-- Data records follows --
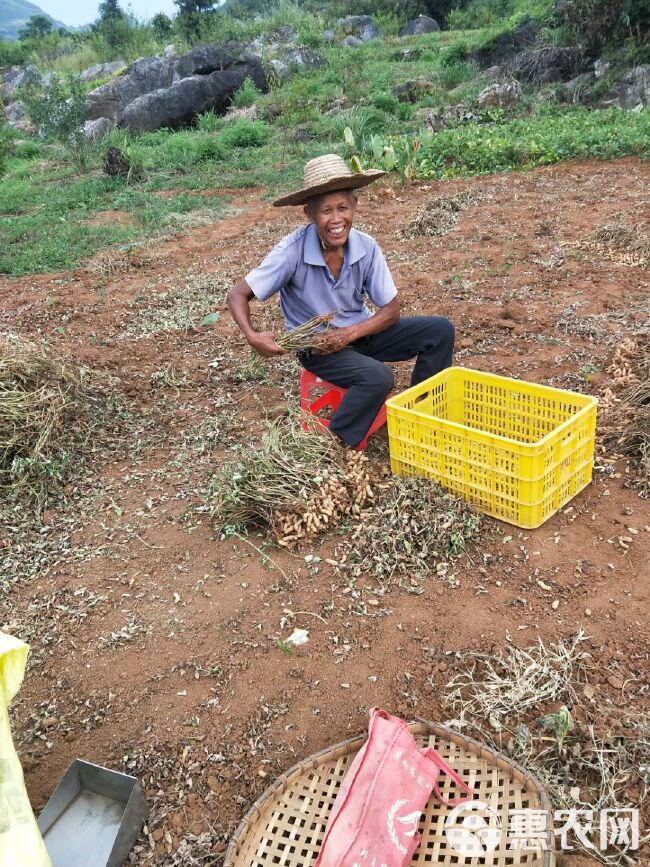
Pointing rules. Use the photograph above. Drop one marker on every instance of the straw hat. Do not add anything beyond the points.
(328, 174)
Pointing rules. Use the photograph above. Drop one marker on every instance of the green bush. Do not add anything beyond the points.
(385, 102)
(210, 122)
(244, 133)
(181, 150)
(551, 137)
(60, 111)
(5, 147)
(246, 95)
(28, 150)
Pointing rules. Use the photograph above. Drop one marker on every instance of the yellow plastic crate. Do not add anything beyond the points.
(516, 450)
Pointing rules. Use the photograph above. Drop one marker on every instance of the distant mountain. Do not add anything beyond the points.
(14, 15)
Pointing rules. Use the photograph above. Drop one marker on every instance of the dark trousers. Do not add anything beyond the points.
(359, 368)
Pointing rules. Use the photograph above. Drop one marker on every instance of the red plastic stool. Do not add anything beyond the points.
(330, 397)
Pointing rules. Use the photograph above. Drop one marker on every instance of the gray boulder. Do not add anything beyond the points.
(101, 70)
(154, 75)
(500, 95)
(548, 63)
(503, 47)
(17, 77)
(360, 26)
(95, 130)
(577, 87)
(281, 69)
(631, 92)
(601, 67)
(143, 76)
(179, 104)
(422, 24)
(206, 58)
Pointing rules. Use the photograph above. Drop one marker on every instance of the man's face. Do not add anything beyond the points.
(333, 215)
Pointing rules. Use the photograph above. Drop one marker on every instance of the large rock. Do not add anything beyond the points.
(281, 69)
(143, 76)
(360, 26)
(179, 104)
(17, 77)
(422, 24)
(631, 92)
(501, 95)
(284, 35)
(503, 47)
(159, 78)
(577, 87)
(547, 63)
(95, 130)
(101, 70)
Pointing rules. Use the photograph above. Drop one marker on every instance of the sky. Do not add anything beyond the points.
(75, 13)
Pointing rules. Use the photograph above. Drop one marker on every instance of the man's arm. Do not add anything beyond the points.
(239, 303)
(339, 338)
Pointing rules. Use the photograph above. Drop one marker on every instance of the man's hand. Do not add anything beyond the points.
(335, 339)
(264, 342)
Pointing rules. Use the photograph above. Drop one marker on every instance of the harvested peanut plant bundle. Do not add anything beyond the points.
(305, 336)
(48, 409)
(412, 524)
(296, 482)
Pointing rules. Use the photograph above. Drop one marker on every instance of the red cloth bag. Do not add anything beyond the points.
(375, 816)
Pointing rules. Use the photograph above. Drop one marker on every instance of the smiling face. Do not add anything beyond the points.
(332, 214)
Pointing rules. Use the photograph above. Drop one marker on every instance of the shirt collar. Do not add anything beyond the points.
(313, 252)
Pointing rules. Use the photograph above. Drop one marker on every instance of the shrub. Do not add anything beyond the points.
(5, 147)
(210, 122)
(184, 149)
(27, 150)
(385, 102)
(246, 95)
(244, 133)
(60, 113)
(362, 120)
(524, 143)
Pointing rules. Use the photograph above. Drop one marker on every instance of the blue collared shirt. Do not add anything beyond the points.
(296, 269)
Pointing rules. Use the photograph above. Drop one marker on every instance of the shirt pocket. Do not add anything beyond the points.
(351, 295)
-- Data records concluded --
-- Data records follows --
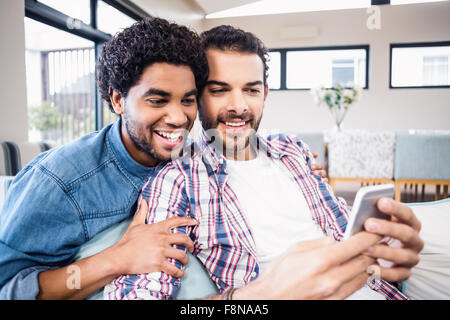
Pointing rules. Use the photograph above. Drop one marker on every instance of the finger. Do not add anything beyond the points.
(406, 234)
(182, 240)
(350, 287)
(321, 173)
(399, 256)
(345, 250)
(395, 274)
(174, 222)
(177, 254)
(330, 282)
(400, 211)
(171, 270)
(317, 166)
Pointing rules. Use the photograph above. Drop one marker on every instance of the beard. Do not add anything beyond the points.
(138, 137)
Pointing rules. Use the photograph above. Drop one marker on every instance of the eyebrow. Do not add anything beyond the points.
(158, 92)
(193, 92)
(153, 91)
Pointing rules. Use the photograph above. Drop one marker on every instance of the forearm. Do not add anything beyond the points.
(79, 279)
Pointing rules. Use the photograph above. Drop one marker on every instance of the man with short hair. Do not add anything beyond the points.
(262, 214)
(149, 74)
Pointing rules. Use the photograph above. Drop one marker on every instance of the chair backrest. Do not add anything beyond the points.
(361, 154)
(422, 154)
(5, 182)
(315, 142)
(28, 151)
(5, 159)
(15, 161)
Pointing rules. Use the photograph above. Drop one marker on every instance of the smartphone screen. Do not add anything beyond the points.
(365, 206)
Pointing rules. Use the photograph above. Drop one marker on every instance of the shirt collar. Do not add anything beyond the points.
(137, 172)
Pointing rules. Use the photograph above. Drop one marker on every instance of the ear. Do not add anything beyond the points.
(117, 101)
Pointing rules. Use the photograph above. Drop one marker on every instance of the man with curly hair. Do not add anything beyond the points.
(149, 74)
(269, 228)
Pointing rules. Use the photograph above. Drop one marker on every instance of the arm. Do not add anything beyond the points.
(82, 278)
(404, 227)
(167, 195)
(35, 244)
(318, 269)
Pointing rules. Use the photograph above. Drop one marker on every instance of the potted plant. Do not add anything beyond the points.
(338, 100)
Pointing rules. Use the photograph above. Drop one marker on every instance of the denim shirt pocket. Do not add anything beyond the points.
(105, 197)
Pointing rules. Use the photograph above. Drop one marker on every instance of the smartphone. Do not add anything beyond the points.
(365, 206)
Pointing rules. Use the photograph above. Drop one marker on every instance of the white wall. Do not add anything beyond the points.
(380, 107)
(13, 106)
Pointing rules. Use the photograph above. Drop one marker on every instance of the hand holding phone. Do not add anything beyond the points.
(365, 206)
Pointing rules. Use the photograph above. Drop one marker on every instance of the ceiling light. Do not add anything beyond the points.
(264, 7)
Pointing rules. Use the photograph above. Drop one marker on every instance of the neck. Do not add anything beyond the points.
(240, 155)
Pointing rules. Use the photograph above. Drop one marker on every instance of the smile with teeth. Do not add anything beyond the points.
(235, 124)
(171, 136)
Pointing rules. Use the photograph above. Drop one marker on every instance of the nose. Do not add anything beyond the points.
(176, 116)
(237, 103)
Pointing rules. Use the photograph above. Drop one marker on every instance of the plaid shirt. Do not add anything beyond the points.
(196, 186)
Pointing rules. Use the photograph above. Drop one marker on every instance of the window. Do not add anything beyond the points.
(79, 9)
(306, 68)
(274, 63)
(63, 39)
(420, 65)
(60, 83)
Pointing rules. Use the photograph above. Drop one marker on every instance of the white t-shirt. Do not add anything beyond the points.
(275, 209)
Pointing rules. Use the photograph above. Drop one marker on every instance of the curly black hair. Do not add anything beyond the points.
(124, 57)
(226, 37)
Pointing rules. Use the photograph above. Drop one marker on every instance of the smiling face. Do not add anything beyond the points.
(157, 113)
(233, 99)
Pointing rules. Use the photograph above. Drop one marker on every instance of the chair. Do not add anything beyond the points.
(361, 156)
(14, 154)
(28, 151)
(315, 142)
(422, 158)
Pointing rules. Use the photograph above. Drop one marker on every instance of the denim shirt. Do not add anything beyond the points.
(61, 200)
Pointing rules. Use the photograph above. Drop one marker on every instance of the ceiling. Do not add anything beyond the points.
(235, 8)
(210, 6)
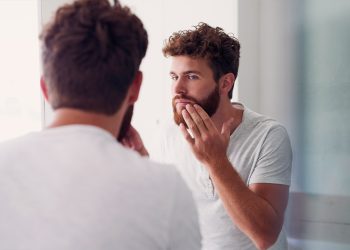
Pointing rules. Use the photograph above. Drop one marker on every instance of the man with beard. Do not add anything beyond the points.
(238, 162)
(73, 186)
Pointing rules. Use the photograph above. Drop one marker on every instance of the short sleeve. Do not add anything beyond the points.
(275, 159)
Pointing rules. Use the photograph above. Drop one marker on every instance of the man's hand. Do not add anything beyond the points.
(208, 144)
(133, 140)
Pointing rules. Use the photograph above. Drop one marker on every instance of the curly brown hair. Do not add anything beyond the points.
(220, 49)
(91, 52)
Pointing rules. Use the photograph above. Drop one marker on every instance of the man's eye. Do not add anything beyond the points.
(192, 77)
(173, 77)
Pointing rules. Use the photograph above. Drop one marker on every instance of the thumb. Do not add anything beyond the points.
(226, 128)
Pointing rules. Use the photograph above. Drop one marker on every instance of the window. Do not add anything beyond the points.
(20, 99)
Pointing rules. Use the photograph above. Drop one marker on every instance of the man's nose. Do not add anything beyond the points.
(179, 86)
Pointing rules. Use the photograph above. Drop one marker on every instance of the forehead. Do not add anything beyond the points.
-- Data records concluded --
**Work instruction**
Both end lines included, restate word for word the lines above from the line with "man with beard." to the line with "forehead. Do not add anything beyond the points.", and nothing else.

**Task response**
Pointing rules. Use the photograph above. Drop one marker on every instance of the man with beard. Do not add anything beyond the points.
(238, 162)
(73, 186)
Pointing rules. Use the photograph above. Drop one marker on every instance of the short sleeve. Do not add anything beyond the points.
(275, 159)
Pointing rules. Use the photograph above. Drop one marker on every instance of the man's hand. Do not add anything beyond the points.
(208, 144)
(133, 140)
Pointing rules. Use the photograph above. Drop one marker on every instance of the curly brown hair. Do not add anything beyond the points.
(220, 49)
(91, 52)
Pointing rules. Use the photograph above. Drop one marker on every instance of the man's eye. Do not add anything beyond the points.
(192, 77)
(173, 77)
Pointing rules. Use the photograph above. Drop one marker on every instance of the thumb. Do not add anything beyond the points.
(226, 128)
Pointing rules. Use the photograph above. Drop one marker on every instance of the window. Do not add anything beyond the points.
(20, 99)
Pointing rules. Use the photograph above. Drop one marker on every instance of the man's nose. Do not add anything beyond the points.
(179, 86)
Pointing rules. Use the photograph above. Drop one marker on every instance of the forehead. Do not add anything beyond the points.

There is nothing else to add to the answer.